SET TASK A:
In the message about the large GenBank file, what kinds of systems are said to not have these problems at all?
SET TASK B:
Output the stretch of the large GenBank file message that begins at the words "[Bioperl-l] need help" and stops after the words "error message states)".
SET TASK C:
Go on with the message about the large GenBank file, picking up right after its final sentence.

** start GIVEN PASSAGE **

[Bioperl-l] need help with large genbank file
Dinakar Desai
Desai.Dinakar@mayo.edu
Tue, 23 Jul 2002 18:10:49 -0500
Chris Dagdigian wrote:
>
> Dinakar,
>
> The file is to big for perl to open a filehandle on (at least that is
> what your error message states)
>
> I know from painful experience :) that the file you are trying to read
> is larger than 2GB when it is uncompressed into its native form. If
> your computer, filesystem, kernel or operating system cannot handle
> files larger than 2GB in size then you will get these sorts of errors.
>
> There are various tricks to make things work. Systems with 64-bit
> architectures (like Alphaservers) do not have these problems at all.
>
> Linux solved this in the kernel a long time ago and the common linux
> filesystems can all handle large files. There are however binary
> programs that you may run into like 'cat', 'more', 'uncompress' etc.
> etc. that will coredump or segfault on large files because they were not
> compiled to support 64-bit offsets.
>
> Without knowing your operating system or local configuration I'd
> recommend that you experiment with breaking NT into several smaller
> pieces. You should be able to determine experimentally the filesize
> limit that you appear to have.

** end GIVEN PASSAGE **
** start RECORDS SUPPLIED **

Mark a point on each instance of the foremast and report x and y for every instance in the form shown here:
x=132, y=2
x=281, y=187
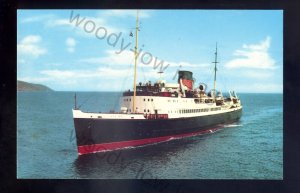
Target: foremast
x=135, y=59
x=215, y=70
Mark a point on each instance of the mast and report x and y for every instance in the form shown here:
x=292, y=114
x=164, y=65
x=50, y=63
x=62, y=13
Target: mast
x=75, y=101
x=215, y=69
x=135, y=59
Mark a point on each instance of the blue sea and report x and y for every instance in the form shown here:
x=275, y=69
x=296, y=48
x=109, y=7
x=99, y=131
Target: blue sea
x=251, y=148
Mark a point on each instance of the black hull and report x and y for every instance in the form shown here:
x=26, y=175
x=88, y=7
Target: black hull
x=133, y=132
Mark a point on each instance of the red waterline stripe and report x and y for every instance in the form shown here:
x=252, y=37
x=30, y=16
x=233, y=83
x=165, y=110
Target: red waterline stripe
x=85, y=149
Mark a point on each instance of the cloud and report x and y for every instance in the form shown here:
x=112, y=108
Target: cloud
x=260, y=88
x=127, y=13
x=253, y=56
x=71, y=43
x=126, y=58
x=39, y=18
x=84, y=26
x=30, y=46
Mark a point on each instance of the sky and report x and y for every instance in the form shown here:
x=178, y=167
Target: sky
x=92, y=50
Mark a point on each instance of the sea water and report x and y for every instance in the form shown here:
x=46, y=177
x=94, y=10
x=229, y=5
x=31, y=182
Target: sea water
x=251, y=148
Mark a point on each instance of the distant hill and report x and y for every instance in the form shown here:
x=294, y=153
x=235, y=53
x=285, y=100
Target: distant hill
x=25, y=86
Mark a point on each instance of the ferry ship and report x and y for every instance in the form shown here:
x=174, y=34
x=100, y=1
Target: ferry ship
x=159, y=112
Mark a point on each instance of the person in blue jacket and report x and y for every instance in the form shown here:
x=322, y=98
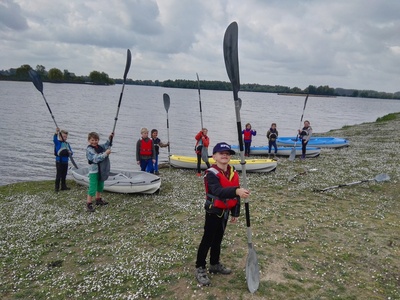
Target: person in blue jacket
x=62, y=151
x=247, y=134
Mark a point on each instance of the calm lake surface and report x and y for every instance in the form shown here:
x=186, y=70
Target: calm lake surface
x=27, y=128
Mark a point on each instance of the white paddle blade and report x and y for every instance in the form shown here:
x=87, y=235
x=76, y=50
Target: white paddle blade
x=252, y=271
x=204, y=154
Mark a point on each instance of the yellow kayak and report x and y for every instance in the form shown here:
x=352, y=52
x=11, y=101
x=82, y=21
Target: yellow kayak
x=252, y=165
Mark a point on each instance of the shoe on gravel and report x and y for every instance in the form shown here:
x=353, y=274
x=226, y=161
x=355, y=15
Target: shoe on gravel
x=89, y=207
x=219, y=268
x=101, y=202
x=201, y=276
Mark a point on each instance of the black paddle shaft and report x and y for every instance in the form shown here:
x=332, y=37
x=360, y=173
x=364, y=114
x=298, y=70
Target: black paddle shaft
x=127, y=67
x=201, y=112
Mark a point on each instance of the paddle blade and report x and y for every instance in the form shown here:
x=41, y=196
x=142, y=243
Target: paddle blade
x=231, y=56
x=166, y=101
x=36, y=80
x=252, y=271
x=292, y=154
x=204, y=154
x=382, y=177
x=128, y=63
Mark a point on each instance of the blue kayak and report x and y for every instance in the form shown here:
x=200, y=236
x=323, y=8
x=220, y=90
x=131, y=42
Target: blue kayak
x=282, y=151
x=322, y=142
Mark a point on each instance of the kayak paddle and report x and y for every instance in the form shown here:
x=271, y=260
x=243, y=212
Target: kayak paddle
x=230, y=46
x=166, y=106
x=201, y=112
x=293, y=153
x=37, y=82
x=127, y=66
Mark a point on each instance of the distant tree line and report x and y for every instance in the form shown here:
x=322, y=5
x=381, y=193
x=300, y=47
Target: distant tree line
x=101, y=78
x=55, y=75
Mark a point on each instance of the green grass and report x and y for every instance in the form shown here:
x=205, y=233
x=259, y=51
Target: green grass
x=341, y=244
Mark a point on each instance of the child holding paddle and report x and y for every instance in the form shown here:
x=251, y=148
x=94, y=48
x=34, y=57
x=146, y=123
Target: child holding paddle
x=145, y=151
x=153, y=168
x=247, y=134
x=62, y=151
x=201, y=148
x=223, y=193
x=96, y=154
x=305, y=135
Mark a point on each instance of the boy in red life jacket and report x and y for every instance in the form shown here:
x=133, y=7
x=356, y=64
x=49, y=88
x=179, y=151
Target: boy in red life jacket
x=145, y=151
x=223, y=195
x=247, y=134
x=201, y=148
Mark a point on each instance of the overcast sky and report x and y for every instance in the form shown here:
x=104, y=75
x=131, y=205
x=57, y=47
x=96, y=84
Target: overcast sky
x=340, y=43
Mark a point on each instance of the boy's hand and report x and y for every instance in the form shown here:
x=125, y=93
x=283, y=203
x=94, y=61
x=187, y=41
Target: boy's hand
x=242, y=193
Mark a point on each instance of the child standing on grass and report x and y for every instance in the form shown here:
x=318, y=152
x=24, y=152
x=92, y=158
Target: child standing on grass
x=96, y=155
x=145, y=151
x=153, y=168
x=62, y=151
x=223, y=194
x=272, y=135
x=201, y=148
x=247, y=134
x=305, y=134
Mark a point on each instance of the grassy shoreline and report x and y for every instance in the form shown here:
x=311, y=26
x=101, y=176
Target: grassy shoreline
x=341, y=244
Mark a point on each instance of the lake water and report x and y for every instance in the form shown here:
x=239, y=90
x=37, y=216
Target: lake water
x=27, y=127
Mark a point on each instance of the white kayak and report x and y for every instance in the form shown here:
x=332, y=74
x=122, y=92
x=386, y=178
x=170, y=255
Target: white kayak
x=252, y=165
x=125, y=182
x=282, y=151
x=315, y=141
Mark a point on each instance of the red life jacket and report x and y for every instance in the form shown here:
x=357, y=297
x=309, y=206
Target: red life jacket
x=146, y=147
x=247, y=135
x=233, y=181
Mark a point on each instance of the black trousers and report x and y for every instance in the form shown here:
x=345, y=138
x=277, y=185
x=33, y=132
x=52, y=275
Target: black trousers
x=61, y=175
x=303, y=148
x=214, y=229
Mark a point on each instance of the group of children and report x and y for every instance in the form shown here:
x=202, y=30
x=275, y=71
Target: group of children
x=221, y=181
x=147, y=151
x=272, y=134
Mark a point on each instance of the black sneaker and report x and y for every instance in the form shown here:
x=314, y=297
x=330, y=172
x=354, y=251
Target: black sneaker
x=89, y=207
x=101, y=202
x=219, y=268
x=201, y=276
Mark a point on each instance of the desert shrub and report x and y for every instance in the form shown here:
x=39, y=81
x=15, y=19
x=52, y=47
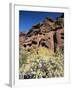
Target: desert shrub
x=45, y=64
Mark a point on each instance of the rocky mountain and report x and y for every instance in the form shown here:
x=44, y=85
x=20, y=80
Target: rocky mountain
x=48, y=33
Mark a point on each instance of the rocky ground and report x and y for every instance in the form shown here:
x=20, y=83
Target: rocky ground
x=41, y=50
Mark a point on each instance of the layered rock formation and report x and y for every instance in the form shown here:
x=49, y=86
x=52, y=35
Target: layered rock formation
x=49, y=34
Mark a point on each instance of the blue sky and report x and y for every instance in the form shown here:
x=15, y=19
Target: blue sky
x=28, y=18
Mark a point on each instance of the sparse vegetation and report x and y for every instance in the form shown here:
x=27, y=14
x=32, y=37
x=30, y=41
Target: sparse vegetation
x=45, y=64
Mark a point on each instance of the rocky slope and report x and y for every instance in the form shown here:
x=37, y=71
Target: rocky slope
x=48, y=34
x=41, y=50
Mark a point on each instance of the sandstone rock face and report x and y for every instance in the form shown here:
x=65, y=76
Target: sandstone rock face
x=48, y=34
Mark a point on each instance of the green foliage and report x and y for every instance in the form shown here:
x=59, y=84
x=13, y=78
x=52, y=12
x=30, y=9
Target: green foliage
x=45, y=64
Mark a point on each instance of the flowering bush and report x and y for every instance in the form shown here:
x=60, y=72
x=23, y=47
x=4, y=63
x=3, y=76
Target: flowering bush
x=44, y=64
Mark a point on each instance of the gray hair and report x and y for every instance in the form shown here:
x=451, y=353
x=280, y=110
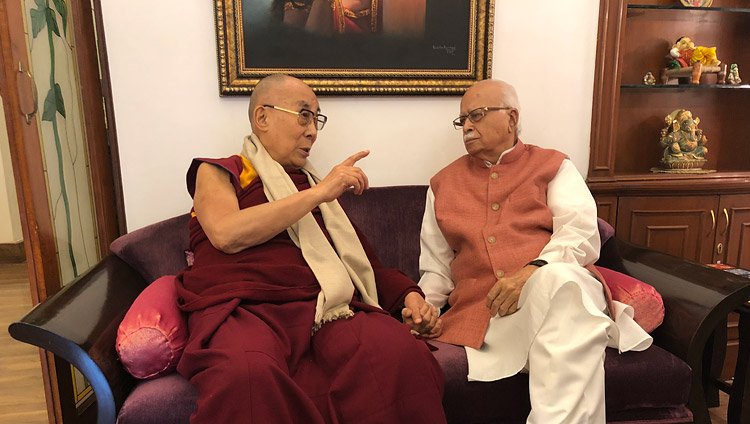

** end RECORDS SUPPLIED **

EXERCISE OUTPUT A:
Systems with 64-bit architectures, like Alphaservers.

EXERCISE OUTPUT B:
[Bioperl-l] need help with large genbank file
Dinakar Desai
Desai.Dinakar@mayo.edu
Tue, 23 Jul 2002 18:10:49 -0500
Chris Dagdigian wrote:
>
> Dinakar,
>
> The file is to big for perl to open a filehandle on (at least that is
> what your error message states)

EXERCISE OUTPUT C:
>
> -Chris
>
>
>
>
> Dinakar Desai wrote:
>
>> Hello:
>>
>> I am new to perl and bioperl. I have downloaded file from ncbi
>> (ftp://ftp.ncbi.nih.gov/blast/db/nt) and this file is quite large. I
>> am trying to parse this file for certain pattern with Bioperl. I get
>> error.I have looked into largefasta.pm and they suggest not to use it.
>> I would appreciate, if you could help me with this problem.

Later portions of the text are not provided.